_THE EXERCISE:_ Output, please, every line from the line that holds "Point to the toyota" to the end, exactly as written.
----
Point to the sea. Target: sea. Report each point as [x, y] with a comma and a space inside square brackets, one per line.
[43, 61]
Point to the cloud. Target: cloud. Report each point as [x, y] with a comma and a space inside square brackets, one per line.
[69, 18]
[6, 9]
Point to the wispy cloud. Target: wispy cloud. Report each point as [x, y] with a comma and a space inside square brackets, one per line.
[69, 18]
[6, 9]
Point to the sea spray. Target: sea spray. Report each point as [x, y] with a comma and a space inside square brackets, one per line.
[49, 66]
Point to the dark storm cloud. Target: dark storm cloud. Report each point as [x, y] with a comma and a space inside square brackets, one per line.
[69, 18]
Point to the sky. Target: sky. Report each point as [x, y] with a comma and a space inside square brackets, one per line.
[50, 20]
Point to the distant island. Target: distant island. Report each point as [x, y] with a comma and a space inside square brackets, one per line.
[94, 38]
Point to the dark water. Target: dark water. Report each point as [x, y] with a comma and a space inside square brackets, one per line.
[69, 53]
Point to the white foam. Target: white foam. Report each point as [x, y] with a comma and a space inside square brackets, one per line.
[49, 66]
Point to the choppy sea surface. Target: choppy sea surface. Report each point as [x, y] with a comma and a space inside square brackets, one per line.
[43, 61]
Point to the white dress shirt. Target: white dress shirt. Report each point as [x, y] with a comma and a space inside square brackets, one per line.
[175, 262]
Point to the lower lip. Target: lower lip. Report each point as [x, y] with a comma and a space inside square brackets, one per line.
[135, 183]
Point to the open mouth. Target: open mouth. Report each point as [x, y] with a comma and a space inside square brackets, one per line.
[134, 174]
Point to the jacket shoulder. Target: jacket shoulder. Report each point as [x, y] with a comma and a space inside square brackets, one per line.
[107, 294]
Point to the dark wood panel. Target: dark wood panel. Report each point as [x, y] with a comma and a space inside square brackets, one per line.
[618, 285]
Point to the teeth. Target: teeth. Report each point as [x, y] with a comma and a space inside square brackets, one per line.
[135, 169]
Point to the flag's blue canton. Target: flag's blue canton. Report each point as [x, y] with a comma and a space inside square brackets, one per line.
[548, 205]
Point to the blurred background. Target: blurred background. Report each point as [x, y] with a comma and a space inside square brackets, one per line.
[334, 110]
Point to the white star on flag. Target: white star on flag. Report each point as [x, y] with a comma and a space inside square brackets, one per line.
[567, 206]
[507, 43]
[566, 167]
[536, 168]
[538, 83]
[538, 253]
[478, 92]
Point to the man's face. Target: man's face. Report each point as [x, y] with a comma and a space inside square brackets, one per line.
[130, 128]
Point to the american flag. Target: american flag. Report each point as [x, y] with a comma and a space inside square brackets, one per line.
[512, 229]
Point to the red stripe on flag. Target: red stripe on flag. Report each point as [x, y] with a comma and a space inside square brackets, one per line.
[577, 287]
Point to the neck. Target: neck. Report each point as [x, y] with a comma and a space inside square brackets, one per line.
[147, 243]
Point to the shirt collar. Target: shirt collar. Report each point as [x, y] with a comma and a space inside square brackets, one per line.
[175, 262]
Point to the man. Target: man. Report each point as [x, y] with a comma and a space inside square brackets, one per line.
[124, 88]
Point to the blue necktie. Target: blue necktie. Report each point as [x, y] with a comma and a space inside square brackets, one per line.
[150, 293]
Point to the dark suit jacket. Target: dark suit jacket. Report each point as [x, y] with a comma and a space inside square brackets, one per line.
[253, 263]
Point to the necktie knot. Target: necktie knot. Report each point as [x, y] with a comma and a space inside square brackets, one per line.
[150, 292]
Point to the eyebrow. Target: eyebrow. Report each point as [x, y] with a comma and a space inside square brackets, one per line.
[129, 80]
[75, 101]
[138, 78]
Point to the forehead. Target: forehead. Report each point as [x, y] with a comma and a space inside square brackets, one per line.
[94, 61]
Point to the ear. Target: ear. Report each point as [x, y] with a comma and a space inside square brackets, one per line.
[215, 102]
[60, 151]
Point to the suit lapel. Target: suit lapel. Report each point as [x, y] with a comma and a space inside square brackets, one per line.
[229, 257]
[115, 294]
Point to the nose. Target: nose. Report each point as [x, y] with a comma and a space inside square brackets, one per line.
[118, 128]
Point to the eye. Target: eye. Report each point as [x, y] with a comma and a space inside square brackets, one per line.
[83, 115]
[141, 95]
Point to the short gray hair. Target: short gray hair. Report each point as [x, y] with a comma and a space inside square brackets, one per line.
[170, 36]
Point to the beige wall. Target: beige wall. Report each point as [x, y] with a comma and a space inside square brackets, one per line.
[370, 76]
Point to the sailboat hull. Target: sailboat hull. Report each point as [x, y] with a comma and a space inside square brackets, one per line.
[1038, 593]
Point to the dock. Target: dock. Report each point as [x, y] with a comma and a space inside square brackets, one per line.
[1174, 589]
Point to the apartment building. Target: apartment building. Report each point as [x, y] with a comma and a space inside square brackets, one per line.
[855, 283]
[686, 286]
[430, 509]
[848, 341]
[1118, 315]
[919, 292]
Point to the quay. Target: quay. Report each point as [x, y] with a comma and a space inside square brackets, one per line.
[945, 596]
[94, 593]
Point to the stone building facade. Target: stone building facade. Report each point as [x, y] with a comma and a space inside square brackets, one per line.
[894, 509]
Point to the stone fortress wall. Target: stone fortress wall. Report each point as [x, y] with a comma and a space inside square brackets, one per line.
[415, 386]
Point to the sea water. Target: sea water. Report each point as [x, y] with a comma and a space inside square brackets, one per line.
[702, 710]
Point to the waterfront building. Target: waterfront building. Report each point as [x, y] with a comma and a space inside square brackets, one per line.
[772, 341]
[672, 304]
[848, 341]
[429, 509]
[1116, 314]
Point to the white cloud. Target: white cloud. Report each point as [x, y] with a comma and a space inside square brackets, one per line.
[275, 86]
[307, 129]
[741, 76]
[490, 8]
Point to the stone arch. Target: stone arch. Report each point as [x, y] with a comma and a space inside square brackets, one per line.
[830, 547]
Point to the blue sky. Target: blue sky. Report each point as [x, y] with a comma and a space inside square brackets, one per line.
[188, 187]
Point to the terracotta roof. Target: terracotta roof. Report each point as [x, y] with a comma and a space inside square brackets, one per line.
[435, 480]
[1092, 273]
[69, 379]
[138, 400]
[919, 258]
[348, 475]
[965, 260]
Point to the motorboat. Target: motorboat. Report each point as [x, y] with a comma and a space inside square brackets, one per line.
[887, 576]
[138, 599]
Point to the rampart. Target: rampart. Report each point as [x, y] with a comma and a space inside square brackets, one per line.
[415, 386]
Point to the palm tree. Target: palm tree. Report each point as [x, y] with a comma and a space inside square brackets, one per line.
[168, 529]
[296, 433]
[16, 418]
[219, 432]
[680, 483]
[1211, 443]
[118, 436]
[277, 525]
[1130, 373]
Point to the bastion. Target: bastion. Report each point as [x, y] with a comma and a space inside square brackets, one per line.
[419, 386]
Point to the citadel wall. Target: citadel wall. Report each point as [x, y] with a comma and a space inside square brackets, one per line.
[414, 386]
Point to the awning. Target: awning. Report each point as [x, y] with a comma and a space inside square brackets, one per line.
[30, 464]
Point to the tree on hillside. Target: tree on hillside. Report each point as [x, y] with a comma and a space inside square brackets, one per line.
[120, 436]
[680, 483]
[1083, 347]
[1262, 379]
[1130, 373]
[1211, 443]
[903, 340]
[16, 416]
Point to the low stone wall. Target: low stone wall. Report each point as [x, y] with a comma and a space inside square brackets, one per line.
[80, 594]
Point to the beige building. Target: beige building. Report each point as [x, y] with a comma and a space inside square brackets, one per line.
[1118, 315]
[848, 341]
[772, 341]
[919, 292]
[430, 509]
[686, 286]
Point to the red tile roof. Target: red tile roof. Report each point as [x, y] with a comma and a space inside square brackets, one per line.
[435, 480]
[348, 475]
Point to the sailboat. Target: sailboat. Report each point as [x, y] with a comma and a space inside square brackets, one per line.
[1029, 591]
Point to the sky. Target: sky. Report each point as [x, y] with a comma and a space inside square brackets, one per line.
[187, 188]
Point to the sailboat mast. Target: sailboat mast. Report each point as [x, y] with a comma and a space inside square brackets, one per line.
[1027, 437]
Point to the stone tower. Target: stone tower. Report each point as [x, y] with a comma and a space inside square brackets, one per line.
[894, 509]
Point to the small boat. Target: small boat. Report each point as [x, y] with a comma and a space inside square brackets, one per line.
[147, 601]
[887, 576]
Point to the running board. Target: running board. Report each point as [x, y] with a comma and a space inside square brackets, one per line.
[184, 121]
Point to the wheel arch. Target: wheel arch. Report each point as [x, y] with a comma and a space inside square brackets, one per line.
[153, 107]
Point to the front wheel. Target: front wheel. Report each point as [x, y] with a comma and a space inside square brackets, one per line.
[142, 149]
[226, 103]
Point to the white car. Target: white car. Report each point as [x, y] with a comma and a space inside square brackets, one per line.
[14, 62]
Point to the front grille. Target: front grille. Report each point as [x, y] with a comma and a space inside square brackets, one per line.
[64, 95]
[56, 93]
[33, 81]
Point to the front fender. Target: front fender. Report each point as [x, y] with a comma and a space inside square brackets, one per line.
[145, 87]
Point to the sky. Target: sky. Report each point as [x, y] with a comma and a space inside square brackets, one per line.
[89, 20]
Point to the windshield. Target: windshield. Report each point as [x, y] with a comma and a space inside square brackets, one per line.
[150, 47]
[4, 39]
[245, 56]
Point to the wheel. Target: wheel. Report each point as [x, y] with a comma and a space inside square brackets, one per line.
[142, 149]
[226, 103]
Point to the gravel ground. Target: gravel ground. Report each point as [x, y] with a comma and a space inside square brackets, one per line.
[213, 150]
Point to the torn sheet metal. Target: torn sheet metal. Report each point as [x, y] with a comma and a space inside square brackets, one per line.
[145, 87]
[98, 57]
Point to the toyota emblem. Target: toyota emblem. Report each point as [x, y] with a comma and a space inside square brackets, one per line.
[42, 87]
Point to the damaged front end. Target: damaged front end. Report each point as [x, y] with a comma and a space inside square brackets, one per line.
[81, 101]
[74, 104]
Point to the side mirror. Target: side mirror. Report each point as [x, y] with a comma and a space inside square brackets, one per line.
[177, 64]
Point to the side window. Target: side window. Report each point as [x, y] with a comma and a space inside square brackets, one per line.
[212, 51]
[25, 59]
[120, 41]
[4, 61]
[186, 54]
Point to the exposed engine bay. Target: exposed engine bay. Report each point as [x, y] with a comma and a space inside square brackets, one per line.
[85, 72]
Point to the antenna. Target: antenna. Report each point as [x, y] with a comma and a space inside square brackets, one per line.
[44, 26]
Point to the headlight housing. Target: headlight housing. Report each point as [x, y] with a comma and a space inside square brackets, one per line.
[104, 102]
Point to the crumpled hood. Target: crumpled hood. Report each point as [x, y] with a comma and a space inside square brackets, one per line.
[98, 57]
----
_REPLY TO THE TASK:_
Point to the toyota emblem. Target: toyota emblem. Report each point as [x, y] with a comma and a space inside square brackets, one per line.
[42, 87]
Point to the damaged front end. Target: damaged front end. Report each point as [x, y] with a comma and a space inside square brackets, one per line.
[81, 101]
[74, 104]
Point to the side mirror. Target: side mirror. Report each point as [x, y] with a comma and a space inside square brackets, one per line.
[177, 64]
Point to the side window. Target: side window. Report each point as [x, y] with a comma and a space inside square brackets, one per line.
[212, 51]
[25, 59]
[120, 41]
[4, 61]
[186, 54]
Point to the exposed engine bay. Target: exposed engine bay. Report each point as [x, y] with a comma and a space inside square brackets, one per line.
[85, 72]
Point to the antenna. Target: antenna. Report each point as [x, y] with a comma and a space inside square brackets, one per line.
[44, 26]
Point to the headlight housing. Target: headlight housing. Report each point as [x, y] with a comma and a space inside square brackets, one per line.
[104, 102]
Point to the crumpled hood. Target: crumpled hood. Report each point as [x, y] with a comma and a space inside square brackets, one per line.
[98, 57]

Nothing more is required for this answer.